> [PROBLEM DETAILS]:
Pick out each line in the listing below that contains the string "woman", and reproduce those lines.

> [RECORDS FOR THE TASK]:
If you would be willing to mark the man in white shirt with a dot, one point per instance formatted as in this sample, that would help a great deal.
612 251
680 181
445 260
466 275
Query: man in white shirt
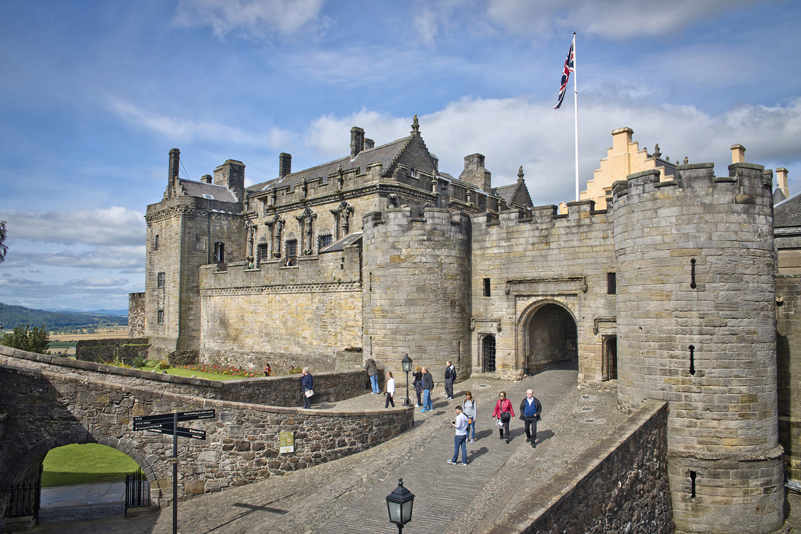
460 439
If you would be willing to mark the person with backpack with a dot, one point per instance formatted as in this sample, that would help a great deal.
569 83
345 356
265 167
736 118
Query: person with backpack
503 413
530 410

...

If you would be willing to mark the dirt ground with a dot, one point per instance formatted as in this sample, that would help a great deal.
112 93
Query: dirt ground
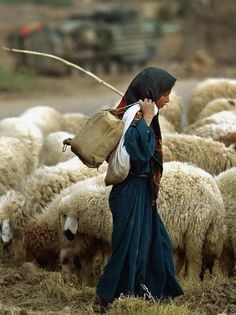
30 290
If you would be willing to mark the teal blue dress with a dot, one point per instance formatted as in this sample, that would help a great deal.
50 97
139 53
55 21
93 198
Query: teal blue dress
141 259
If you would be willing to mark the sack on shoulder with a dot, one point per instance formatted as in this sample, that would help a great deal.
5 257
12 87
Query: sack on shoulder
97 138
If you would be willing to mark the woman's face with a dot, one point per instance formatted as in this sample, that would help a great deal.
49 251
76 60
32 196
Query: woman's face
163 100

==

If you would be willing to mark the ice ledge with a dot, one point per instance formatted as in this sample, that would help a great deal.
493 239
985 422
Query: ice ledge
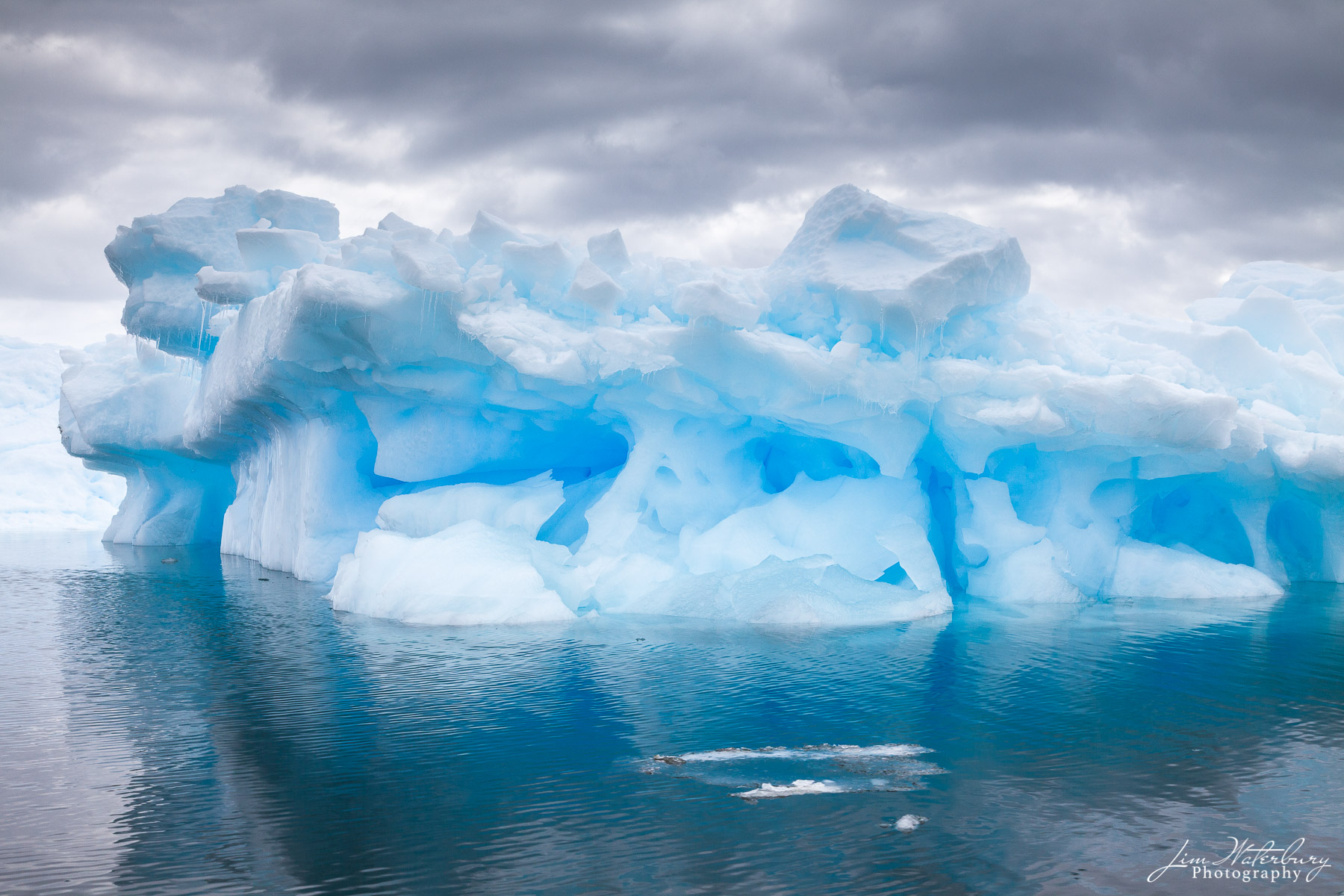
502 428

> [FINISHED TASK]:
If you would be willing to mark the woman's face with a dot, one point per instance formatted as in this sample, that would help a great deal.
Query: woman's face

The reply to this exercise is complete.